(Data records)
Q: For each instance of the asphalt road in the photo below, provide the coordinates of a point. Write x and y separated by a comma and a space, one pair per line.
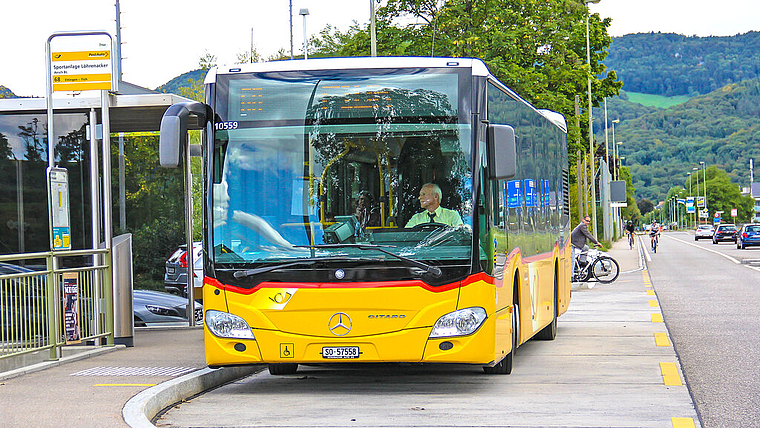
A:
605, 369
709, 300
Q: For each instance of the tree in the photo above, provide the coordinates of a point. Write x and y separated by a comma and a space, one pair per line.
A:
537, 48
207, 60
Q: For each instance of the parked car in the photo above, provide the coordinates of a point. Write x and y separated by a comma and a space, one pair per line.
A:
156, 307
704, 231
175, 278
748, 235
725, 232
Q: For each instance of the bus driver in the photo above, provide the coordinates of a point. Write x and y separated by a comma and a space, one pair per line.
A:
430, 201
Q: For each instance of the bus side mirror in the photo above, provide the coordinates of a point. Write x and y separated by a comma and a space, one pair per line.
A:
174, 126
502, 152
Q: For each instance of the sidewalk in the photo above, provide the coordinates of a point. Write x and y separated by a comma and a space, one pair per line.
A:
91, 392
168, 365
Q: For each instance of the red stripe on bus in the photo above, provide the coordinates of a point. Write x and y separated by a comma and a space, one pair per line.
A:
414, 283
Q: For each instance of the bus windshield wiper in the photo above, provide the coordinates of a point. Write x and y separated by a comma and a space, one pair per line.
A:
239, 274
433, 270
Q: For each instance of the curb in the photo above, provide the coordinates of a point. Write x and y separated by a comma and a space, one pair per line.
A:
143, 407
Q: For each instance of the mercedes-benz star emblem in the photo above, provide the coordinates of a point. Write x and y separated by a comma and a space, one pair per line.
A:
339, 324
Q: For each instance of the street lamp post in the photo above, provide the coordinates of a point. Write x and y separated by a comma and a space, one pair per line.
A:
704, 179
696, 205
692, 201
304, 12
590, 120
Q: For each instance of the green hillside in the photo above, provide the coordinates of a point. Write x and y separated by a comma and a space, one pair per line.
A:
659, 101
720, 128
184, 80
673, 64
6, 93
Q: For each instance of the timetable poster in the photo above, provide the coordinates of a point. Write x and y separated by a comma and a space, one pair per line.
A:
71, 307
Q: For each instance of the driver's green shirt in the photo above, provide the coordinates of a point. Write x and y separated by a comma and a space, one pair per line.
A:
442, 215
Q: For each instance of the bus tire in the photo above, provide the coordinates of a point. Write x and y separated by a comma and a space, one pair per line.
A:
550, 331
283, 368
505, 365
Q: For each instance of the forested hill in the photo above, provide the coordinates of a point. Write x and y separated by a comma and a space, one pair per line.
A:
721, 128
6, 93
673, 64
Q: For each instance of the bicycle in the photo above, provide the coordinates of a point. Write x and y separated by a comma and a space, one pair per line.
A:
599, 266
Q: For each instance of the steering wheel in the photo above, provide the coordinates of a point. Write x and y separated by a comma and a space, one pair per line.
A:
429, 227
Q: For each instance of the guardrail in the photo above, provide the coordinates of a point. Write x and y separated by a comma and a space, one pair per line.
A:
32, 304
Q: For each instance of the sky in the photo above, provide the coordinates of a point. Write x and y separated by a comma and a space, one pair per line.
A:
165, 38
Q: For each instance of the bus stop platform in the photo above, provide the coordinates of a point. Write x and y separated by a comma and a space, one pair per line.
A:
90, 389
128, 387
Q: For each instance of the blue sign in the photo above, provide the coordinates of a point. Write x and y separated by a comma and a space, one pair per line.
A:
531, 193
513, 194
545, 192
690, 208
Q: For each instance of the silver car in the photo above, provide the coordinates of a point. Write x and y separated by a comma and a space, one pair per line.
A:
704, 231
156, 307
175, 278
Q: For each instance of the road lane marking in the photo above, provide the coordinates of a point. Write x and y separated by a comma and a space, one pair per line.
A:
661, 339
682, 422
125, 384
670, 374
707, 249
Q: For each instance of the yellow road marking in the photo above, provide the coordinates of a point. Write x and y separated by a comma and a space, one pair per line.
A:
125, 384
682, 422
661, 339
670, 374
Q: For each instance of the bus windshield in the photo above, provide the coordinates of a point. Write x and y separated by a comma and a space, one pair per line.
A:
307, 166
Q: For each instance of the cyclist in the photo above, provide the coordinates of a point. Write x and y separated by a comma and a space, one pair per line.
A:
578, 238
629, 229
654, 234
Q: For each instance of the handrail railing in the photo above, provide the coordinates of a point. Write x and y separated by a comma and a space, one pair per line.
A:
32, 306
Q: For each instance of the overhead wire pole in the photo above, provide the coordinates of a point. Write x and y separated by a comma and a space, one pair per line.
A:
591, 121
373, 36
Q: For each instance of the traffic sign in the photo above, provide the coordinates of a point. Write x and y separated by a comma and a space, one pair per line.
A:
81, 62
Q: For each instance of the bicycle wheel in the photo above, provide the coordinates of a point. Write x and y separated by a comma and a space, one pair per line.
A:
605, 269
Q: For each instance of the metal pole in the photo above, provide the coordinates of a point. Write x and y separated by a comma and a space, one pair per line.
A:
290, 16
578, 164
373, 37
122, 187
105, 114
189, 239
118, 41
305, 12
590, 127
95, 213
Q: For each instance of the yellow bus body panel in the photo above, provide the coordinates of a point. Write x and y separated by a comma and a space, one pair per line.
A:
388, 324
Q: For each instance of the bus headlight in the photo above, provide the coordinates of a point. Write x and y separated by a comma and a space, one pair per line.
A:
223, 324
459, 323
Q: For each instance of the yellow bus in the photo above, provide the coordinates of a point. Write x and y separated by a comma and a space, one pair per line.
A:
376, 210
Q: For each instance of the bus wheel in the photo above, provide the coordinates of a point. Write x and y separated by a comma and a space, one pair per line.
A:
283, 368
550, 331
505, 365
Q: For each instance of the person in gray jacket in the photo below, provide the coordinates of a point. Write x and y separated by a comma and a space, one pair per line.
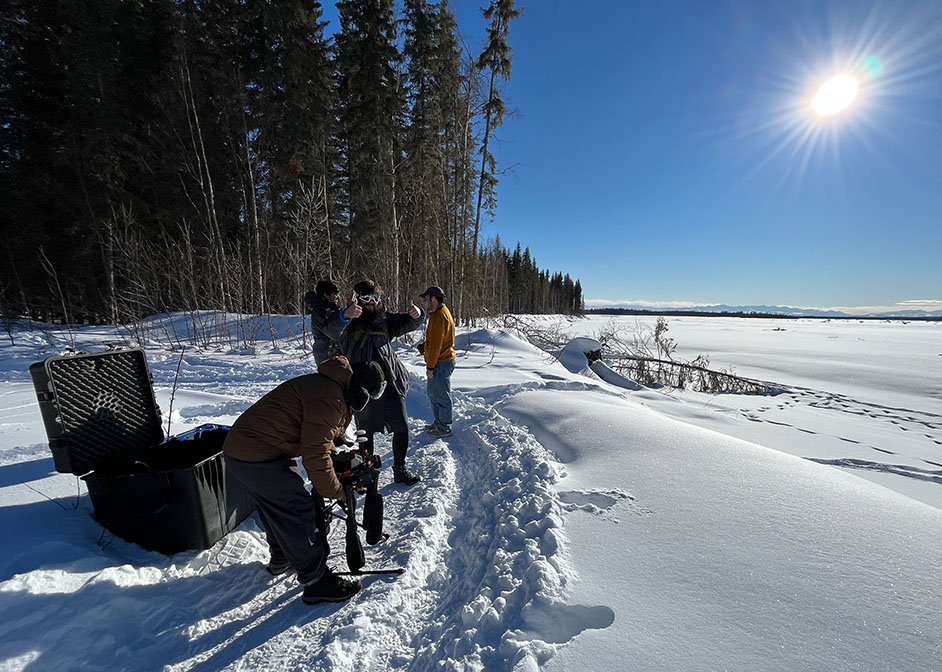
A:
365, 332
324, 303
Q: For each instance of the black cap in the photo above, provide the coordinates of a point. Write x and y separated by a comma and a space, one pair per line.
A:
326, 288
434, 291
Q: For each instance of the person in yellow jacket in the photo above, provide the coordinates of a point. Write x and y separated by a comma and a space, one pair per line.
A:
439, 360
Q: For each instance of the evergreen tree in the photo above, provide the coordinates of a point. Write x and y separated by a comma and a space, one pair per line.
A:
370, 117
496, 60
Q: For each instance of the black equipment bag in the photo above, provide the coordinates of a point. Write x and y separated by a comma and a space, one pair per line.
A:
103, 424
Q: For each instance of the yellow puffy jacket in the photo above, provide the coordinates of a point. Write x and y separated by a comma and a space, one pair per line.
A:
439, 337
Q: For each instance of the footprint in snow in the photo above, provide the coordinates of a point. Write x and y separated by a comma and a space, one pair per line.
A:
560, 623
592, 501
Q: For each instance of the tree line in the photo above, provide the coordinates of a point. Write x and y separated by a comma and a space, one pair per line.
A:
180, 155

§ **Task brief**: Transcribe the material as is, with images omitted.

§ **Answer for the task**:
Q: For each instance of the asphalt road in the photo below, provide the coordinates of a point. Write x and y separated by a comma and a space, one pair per line.
A:
605, 369
709, 300
Q: For each instance of the tree in the photo above, provide the coordinates of a point. Write x and y separated by a comma and a space, one pair per line.
A:
537, 48
207, 60
Q: For each instance of the parked car in the photo above, provide the coordinates of a point. Write x and y separated by a comma and a space, one pair per line.
A:
156, 307
704, 231
175, 278
748, 235
725, 232
Q: For each instance of the bus driver in the photo above, provide the coordinates of a point. Write x and y separated by a comma and a space, one pair per line.
A:
430, 201
Q: For each instance of the bus side mirror in the photo above, provide the coordinates of a point. Write x and y separated by a comma and a space, one pair per line.
A:
174, 126
502, 152
Q: For each instance of the sidewalk in the photo above, provide the coordinates of a point. Write x and y separated by a comma and a space, one pair per line.
A:
91, 392
168, 365
Q: For each instance of the red stripe on bus in the photo above, provide the coordinates of a point. Write x and y separated by a comma and a space, one pair per line.
A:
414, 283
Q: For each instance of the bus windshield wiper in the photo above, provide the coordinates of a point. Write x and y separated by a comma and a space, one pair per line.
A:
239, 274
433, 270
Q: For each instance of the curb in the photo above, provide the coordinates of a point. Write x and y separated by a comma and a space, one pair per line.
A:
143, 407
Q: For each instance of the mercedes-benz star emblem in the photo above, provide the coordinates of a point. Write x and y separated by a comma and a space, one pair per line.
A:
339, 324
Q: For each instance of the street lamp post in the photo above, provide the coordinates of a point. Write x and y separated by a comma and a space, one pair per line.
A:
704, 179
696, 205
692, 201
304, 12
590, 120
Q: For each instance of the green hillside in the photo above, provide the coordinates of a point. Write x and y separated by a comma and a space, one pair per line.
A:
659, 101
720, 128
184, 80
673, 64
6, 93
Q: For each instance of the timetable poster in the photo above, provide the coordinates of a point. Write x and y separated by a comma and a space, one pair per line.
A:
71, 307
Q: For each instance of the driver's green shirt in the photo above, provide the coordinates of a point. Write x and y separated by a comma and a space, one pair per line.
A:
442, 215
Q: For each instance of the bus tire in the photo above, provide the coordinates of a point. Write x and y separated by a comma and a space, one pair per line.
A:
550, 331
283, 368
505, 365
Q: For each instance of the forested hill in the photo above, provide the coordinates of a point. Write x and y separated by a comma and a space, one pair per line.
A:
721, 128
6, 93
673, 64
Q: For each instance of the bicycle in the photo above, provide the coordinates of a point. Write x and y separated by a comma and a space, one pair per line.
A:
599, 266
Q: For each instance of the steering wheel in the photo above, provide the coordinates of a point. Write x and y separated by a comma and a space, one pair per line.
A:
429, 227
Q: For each instance of the guardrail in the photo above, provide the coordinates of a point. Write x and y separated by a comma and a space, one pair per line.
A:
32, 304
Q: For each instance of the sky in the photo above, provide the coordinates of a point. Write x and y separated by a comma and a space, one pair per line.
A:
165, 38
Q: For each instance of the bus stop platform in the photo above, provide the coordinates of a point. Write x and y separated by a comma and a space, one pair per line.
A:
90, 389
128, 387
Q: For each instance of the blue sign in the photo above, provide the coordinates of a point. Write x and y separated by a comma and a space, one pair per line.
A:
531, 193
513, 194
545, 192
690, 208
Q: For each instance of the silver car in the photo above, provide the coordinates of a point. Write x and y separated by a comma and a space, one pair per line.
A:
704, 231
156, 307
175, 278
Q: For each instance of the road lane marking in the photo above, provide the coordinates of a point. Write x and y separated by a comma and a space, one pair per line.
A:
661, 339
682, 422
125, 384
670, 374
707, 249
Q: For each instance of the yellow road marking in the photo above, provide the coordinates of a point. Write x and y separated by a comma and a space, one pair per line.
A:
125, 384
682, 422
661, 339
670, 374
Q: For each instance of the bus windshield in the photo above, provide the coordinates of a point. Write x and y separated by a comma and a space, one pair per line.
A:
307, 166
Q: For each instance of the cyclist in the photo above, provide the coordinates of a point. Write x and y separated by a comma and a space, one pair per line.
A:
578, 238
629, 229
654, 234
Q: For each instance of the handrail railing in the photo above, provide the coordinates of a point. Write x and y separated by a comma and a space, one pair per line.
A:
32, 306
Q: For each instance of the overhead wire pole in the photo above, provide the coordinates of a point. Write x and y separated by a comma and a space, one pair per line.
A:
591, 121
373, 36
Q: For each instance of the traffic sign in the photo above, provide the coordinates of a point. Write x and y separated by a comma and a space, one pair per line.
A:
81, 62
Q: For each instance of the bicycle wheel in the photo above, provide the coordinates of a point. Write x and y separated by a comma and a space, one pair per line.
A:
605, 269
Q: For each instance of the metal pole in the photo above, provide the coordinates of a point. Write x and y separated by a comma and a space, one pair per line.
A:
290, 16
578, 164
373, 37
122, 187
105, 114
189, 239
118, 41
305, 12
590, 127
95, 213
Q: For each instance of the yellow bus body panel in the photo above, provide the coordinates of a point. Write x and y separated by a comma and a space, one pair per line.
A:
388, 324
Q: For each instance of the bus headlight in the photo above, provide the coordinates of a point. Write x and y separated by a comma and a space, one pair per line.
A:
223, 324
459, 323
Q: For each instance of the yellow bus in the photo above, provide the coordinates of a point. Write x and y separated by a comma and a space, one pair per line.
A:
376, 210
Q: For each instance of the bus wheel in the photo above, provide the coordinates of a point. Write x and y separated by a comma and a space, one pair per line.
A:
283, 368
550, 331
505, 365
Q: For each instance of the person in gray jacket in the photo below, provide the coordinates of a point. Write x and y separated by a comma and a space, one pair per line.
A:
365, 332
324, 303
Q: For each instance of the black cap in the photo above, provide the coordinates of a point. Write x and y separated by a comma and a space, one pair per line.
A:
326, 288
434, 291
Q: For each instance of the person in yellow jacket in the photo above, provide the coordinates of a point. Write x and y separated by a comma and a space, one pair per line.
A:
439, 360
Q: For each instance of the evergreen tree in the photo above, provide the coordinates of a point. Write x and y separated by a comma and a space, one pair per line.
A:
370, 117
496, 60
Q: For each instance of the black equipment bag in the photo above, provide the coordinates of a point. Write x and y separated by a comma and a space, one pair per line.
A:
103, 424
Q: For each instance of the yellow puffy jacket in the photo above, provide the coordinates of a point. Write x and y separated by a comma and a space, one pair per line.
A:
439, 337
Q: For each instance of the footprint in snow in the photo above, provide the coordinates of a point. Write x and y separated by a comma and a space, one pair per line.
A:
560, 623
592, 501
Q: For each instance of the tree line in the photo above, provide the coordinates of a point. Write x and y separated by a comma and a space, one pair per line.
A:
180, 155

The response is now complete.